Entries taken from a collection
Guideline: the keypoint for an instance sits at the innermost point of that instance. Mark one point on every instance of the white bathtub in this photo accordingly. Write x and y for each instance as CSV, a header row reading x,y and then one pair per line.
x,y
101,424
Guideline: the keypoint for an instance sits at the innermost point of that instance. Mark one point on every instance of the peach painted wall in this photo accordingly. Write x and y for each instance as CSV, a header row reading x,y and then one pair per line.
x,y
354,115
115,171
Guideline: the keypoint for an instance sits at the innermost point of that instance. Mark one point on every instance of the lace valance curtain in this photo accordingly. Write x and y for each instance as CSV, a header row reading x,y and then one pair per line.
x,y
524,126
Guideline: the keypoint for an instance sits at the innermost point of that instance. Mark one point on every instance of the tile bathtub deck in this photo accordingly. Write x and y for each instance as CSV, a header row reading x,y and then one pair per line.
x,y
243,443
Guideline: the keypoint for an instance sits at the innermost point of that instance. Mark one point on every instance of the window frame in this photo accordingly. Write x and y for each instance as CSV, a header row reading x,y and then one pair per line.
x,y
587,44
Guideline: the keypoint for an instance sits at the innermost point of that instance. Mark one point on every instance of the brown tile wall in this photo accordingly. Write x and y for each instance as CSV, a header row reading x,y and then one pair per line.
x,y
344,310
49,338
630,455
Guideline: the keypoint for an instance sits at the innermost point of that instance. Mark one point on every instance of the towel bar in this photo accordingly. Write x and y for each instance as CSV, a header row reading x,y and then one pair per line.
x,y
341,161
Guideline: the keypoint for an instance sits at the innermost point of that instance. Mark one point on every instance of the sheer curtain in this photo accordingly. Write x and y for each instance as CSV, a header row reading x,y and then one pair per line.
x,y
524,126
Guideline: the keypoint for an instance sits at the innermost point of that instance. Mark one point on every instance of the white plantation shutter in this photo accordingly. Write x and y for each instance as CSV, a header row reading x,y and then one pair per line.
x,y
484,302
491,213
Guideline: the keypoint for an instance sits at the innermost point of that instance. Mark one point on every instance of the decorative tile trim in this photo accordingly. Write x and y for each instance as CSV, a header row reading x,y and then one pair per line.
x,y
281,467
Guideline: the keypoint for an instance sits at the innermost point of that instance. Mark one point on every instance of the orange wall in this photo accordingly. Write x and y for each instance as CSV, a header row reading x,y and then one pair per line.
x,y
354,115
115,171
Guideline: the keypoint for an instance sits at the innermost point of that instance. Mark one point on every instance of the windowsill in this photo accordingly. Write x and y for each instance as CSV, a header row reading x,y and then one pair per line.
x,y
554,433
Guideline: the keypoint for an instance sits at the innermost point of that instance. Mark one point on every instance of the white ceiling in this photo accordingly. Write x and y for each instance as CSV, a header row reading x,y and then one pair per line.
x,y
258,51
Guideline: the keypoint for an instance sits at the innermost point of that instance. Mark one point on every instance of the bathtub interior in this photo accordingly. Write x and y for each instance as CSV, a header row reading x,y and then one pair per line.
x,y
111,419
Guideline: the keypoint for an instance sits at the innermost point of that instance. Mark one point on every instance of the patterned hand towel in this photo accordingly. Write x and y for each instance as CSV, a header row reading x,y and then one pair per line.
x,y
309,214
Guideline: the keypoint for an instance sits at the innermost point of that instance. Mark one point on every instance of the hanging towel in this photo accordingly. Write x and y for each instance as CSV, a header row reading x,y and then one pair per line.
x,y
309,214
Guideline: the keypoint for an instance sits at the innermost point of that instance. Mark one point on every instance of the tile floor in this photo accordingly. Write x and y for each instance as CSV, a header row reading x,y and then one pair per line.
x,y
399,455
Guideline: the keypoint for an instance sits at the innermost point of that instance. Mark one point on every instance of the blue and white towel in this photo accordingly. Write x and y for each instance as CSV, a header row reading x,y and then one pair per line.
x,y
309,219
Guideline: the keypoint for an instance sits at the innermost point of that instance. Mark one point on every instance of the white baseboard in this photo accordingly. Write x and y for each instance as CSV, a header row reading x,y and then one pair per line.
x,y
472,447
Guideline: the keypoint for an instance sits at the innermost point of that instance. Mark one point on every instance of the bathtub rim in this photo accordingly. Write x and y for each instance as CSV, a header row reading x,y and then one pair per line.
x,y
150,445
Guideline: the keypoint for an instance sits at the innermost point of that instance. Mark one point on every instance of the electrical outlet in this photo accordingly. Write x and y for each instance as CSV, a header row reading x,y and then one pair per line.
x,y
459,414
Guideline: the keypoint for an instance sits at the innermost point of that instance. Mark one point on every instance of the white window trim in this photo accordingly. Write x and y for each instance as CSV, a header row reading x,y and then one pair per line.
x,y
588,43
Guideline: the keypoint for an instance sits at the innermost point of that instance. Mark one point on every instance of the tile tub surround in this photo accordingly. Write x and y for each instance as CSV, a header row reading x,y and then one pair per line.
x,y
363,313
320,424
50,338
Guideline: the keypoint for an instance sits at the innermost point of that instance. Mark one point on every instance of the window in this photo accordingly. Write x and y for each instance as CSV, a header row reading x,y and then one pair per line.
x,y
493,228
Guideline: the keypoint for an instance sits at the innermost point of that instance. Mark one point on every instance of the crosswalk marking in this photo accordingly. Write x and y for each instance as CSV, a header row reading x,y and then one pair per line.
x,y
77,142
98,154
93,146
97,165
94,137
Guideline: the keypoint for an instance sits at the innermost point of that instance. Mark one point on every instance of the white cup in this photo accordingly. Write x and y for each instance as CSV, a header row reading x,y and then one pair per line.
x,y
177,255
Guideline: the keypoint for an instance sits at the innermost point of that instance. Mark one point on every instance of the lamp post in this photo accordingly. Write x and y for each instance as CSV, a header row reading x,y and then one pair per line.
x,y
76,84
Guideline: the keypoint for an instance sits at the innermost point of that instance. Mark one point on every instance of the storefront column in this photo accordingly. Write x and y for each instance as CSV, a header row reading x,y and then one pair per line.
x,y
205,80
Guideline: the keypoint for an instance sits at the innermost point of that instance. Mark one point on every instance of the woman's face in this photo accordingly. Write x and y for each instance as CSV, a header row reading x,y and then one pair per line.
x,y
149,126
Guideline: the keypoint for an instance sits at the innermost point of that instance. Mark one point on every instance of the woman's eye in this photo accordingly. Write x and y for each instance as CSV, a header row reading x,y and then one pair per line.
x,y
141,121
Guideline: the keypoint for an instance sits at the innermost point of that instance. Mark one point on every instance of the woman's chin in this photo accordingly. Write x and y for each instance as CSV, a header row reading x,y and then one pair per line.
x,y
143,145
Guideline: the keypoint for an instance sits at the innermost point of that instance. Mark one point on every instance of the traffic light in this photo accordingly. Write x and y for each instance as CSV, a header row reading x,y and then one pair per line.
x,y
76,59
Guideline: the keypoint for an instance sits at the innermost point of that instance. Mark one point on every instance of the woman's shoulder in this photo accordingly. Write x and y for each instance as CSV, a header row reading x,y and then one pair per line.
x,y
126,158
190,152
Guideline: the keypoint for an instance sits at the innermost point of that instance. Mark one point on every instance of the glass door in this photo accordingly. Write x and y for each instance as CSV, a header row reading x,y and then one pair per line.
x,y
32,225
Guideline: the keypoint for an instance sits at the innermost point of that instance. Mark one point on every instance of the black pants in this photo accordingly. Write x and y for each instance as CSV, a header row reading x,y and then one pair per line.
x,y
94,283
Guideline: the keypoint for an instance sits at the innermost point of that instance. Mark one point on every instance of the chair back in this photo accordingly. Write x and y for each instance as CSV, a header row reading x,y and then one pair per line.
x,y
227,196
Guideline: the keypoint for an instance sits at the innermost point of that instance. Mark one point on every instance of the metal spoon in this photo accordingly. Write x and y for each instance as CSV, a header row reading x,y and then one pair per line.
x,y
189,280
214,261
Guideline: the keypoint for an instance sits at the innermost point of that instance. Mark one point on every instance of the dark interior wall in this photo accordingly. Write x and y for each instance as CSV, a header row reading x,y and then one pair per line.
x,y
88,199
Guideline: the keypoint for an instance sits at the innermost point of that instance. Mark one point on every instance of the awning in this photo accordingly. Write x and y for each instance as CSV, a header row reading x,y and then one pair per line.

Do this ::
Copy, character for character, the lines from the line that holds "of the glass" through the final line of the records above.

Task answer ::
Guideline: the keypoint for an instance sits at the innermost point of that instance. Mark one point on every instance of the glass door in this photo accordingly. Write x and y for each instance as CSV, a header row reading x,y and then one pair per line.
x,y
32,225
Guideline: the keypoint for an instance sits at the innermost point of that instance. Mark one point on every instance of the black pants in this photo accordingly. Write x and y for each instance as CSV, a header row reading x,y and then one pair per line.
x,y
94,283
Guideline: the keypoint for an instance sits at the innermost point of that instance. Mark one point on every instance of the chair back in this photo accordingly. Write x and y for each instance as CSV, a header row reading x,y and then one pair per line.
x,y
227,196
Guideline: the keypoint for an instance sits at the innermost point of that instance. Mark one point on every instance of the metal spoon in this photo accordingly. Write x and y for each instance as CSV, a header row reading x,y and then one pair per line.
x,y
189,280
214,261
Guideline: the keypoint for an instance sits at the innermost point of that instance. Mark one point on every instance of the dark interior wall in this photo accordingly. Write x and y for each instance as CSV, a header row reading x,y and then one pair per line.
x,y
88,199
Guideline: the keypoint for an instance sits at the innermost point of that instance. Mark one point on every instance of the awning in this photo accordingly. Write x and y for each instance as CSV, a header row reading x,y and then one pair per line.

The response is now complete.